Reproduce the entries word for word, from the first line up to and including the line with "Query: wooden deck surface".

--- TASK MATERIAL ---
————

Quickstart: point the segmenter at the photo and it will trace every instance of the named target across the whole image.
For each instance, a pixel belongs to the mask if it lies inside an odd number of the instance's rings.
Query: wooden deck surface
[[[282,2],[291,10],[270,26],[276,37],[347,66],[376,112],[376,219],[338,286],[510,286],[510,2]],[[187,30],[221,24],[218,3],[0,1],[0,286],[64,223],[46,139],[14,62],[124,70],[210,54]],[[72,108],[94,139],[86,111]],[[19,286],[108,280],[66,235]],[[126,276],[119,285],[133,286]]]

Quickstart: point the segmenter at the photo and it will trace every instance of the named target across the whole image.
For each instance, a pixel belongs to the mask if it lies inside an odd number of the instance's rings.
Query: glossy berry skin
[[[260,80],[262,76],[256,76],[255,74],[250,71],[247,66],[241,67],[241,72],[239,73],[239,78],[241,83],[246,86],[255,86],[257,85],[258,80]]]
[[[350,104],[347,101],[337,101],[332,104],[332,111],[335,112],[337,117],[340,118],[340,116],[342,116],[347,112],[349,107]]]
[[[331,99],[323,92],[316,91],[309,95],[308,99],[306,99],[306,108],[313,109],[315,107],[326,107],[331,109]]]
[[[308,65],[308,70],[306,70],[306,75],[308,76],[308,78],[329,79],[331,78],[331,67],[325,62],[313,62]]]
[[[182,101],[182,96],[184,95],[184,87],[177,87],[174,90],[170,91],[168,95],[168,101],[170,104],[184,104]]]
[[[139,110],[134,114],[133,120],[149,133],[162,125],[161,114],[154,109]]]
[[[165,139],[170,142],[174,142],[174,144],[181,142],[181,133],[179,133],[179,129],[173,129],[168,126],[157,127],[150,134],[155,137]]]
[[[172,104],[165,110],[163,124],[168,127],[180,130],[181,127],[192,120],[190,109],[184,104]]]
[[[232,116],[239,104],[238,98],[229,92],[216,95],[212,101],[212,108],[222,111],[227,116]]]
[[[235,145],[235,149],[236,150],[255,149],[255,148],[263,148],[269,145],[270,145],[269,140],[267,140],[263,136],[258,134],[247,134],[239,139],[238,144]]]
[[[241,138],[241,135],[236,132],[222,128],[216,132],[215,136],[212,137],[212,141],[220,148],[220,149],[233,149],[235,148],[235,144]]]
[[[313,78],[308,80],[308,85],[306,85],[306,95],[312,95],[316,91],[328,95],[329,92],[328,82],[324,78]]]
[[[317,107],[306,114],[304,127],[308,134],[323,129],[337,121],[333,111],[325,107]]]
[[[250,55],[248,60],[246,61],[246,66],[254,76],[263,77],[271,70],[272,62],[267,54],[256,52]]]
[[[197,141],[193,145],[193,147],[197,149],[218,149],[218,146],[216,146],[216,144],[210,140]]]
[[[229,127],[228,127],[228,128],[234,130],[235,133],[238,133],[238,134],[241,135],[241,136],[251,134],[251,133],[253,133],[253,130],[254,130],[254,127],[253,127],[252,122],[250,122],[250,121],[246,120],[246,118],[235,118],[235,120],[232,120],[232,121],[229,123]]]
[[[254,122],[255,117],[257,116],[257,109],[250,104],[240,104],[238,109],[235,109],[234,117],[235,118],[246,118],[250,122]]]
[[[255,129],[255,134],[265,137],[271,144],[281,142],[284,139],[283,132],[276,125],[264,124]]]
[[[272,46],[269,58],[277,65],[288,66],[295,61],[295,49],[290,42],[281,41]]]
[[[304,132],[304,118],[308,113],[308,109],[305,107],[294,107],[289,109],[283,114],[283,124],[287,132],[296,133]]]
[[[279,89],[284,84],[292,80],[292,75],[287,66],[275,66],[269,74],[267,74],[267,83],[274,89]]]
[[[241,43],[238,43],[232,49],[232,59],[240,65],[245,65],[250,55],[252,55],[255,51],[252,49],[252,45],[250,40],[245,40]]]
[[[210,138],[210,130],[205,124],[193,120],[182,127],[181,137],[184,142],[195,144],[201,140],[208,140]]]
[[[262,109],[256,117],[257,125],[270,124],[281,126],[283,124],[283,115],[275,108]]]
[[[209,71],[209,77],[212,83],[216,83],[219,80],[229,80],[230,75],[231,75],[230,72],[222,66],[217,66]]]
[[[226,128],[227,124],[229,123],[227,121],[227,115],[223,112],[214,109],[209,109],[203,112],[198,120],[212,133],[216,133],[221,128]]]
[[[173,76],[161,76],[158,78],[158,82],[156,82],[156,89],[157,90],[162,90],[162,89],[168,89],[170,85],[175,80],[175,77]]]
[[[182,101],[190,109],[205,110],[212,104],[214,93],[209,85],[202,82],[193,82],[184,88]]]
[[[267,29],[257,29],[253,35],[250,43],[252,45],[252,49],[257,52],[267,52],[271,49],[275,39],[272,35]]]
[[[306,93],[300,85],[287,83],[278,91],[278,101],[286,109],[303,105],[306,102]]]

————

--- THE RESPONSE ---
Quickstart: point the segmenter at the photo and it will trace every instance of the named target across the whole image.
For each instance, a pixel belongs to the mask if it lies inside an odd number of the instance's rings.
Query: wooden deck surface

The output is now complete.